2. Gegen diesen Berufungsbescheid wendet sich die vorliegende, auf Art144 B-VG gestützte Beschwerde, in der die Verletzung näher bezeichneter verfassungsgesetzlich gewährleisteter Rechte behauptet und die kostenpflichtige Aufhebung des angefochtenen Bescheides, allenfalls die Abtretung der Beschwerde an den VwGH beantragt wird.
II. Der VfGH hat erwogen:
1. a) Die Beschwerdeführerin behauptet, daß §4 SPG deshalb verfassungswidrig sei, weil diese Bestimmung entgegen dem Art8 MRK auch solches Sexualverhalten regle, das der Öffentlichkeit gegenüber nicht in Erscheinung trete. Diese Gesetzesvorschrift enthalte kein eindeutiges Tatbild; es fehle insbesondere die Abgrenzung zwischen Privatsphäre und Öffentlichkeit.
b) §4 SPG lautet:
"(1) Die Ausübung gewerbsmäßiger Unzucht und das Anbieten hiezu ist, soweit nicht Ausnahmen infolge einer Bewilligung gemäß §5 zugelassen sind, verboten.
(2) Soweit nicht Ausnahmen auf Grund einer Bewilligung gemäß §5 zugelassen sind, ist die Gewährung oder Beschaffung von Gelegenheiten, insbesondere die Überlassung von Räumen, zur Ausübung gewerbsmäßiger Unzucht oder zum Anbieten hiezu untersagt.
(3) Gewerbsmäßig ist die Unzucht, wenn sie in der Absicht betrieben wird, sich durch ihre wiederkehrende Ausübung eine fortlaufende Einnahme zu verschaffen.
(4) Anbieten im Sinne der Abs1 und 2 ist jedes Verhalten, das auf die Anbahnung von Beziehungen zur Ausübung gewerbsmäßiger Unzucht abzielt."
Der VfGH hat wiederholt, zuletzt mit Erk. VfSlg. 8763/1980, ausgesprochen, daß er gegen §4 SPG keine verfassungsrechtlichen Bedenken hat.
Das Vorbringen der Beschwerdeführerin veranlaßt den Gerichtshof nicht, von dieser Meinung abzugehen. Er betont neuerlich, daß §4 SPG die dem Schutz des Art8 MRK unterliegende Privatsphäre gar nicht berührt.

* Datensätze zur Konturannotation
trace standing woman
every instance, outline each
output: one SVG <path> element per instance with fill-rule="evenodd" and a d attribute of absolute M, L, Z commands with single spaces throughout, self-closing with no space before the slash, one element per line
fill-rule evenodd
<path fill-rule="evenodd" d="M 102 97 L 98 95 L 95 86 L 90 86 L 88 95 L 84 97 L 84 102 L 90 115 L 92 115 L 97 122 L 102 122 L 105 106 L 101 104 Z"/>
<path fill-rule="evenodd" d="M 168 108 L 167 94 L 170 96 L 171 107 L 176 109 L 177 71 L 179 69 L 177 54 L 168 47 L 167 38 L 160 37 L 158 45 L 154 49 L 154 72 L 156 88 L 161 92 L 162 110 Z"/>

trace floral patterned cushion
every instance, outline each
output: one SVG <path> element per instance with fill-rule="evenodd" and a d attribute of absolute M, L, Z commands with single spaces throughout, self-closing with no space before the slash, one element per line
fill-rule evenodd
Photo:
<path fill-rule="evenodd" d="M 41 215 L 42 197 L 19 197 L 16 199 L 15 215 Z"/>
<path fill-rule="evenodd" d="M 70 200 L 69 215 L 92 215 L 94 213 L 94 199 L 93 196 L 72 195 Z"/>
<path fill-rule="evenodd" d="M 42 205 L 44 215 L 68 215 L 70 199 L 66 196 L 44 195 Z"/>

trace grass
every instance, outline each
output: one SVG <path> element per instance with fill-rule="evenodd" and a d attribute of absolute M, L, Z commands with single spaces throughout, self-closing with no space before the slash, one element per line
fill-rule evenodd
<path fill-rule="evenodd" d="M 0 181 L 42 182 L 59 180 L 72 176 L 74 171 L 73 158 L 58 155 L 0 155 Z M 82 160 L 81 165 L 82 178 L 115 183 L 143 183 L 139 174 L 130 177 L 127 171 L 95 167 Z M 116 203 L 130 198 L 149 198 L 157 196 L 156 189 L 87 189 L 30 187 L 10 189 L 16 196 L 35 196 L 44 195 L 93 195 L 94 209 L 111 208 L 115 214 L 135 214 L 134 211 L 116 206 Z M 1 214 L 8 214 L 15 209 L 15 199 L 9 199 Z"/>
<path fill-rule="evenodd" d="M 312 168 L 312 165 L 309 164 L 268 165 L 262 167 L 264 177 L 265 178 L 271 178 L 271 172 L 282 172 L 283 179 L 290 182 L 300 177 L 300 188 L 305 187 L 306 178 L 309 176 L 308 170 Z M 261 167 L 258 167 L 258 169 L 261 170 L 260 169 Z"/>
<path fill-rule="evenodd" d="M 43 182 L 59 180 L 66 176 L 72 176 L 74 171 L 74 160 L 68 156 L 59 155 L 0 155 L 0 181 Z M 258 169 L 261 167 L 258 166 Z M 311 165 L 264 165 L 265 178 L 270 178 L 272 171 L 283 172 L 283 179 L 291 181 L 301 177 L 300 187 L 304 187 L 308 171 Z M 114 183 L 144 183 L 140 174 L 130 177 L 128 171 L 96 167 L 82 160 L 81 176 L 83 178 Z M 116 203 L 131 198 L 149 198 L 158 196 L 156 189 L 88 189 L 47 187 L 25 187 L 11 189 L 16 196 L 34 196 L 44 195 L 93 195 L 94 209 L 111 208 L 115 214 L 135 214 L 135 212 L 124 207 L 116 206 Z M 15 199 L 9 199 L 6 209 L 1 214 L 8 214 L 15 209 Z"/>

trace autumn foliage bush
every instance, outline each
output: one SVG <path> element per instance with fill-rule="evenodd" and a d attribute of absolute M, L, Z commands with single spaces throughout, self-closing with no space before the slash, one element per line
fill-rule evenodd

* AUFGABEN
- A) Mit welchem Erkenntnis hat der VfGH laut dem Textauszug zu §4 SPG zuletzt ausgesprochen, dass er gegen diese Bestimmung keine verfassungsrechtlichen Bedenken hat?
- B) Gib den Absatz des Textauszugs zu §4 SPG, der mit „1. a) Die Beschwerdeführerin behauptet“ beginnt, als knappe Liste wieder.
- C) Führe den Textauszug zur Beschwerde gegen §4 SPG nach seinem letzten Satz weiter.

* ANTWORTEN
- A) Mit dem Erkenntnis VfSlg. 8763/1980.

- B)
Die Beschwerdeführerin behauptet:
- §4 SPG sei verfassungswidrig, weil er entgegen Art8 MRK auch Sexualverhalten regle, das der Öffentlichkeit gegenüber nicht in Erscheinung tritt.
- Die Vorschrift enthalte kein eindeutiges Tatbild.
- Insbesondere fehle die Abgrenzung zwischen Privatsphäre und Öffentlichkeit.

- C)
Dies gilt auch dann, wenn - wie im vorliegenden Fall - der Kontakt zwischen der Prostituierten und ihrem Partner durch ein Telephongespräch hergestellt wurde, das aufgrund eines Inserates zustandekam, welches von der Prostituierten in einer ausländischen Zeitschrift aufgegeben worden war. Durch die Gewerbsmäßigkeit der Unzucht hört die sexuelle Betätigung auf, eine private zu sein, da einer unbeschränkten Öffentlichkeit die Kenntnisnahme möglich ist (vgl. Stolzlechner, Der Schutz des Privat- und Familienlebens - Art8 MRK - im Licht der Rechtsprechung des VfGH und der Straßburger Instanzen, ÖJZ 1980, S 87, insbesondere Anm. 17 bis 19).
2. a) Mit dem angefochtenen Bescheid wurde über die Beschwerdeführerin eine Geldstrafe und eine Ersatzarreststrafe verhängt. Er greift daher in ihre verfassungsgesetzlich gewährleisteten Rechte auf Unversehrtheit des Eigentums und auf Freiheit der Person ein.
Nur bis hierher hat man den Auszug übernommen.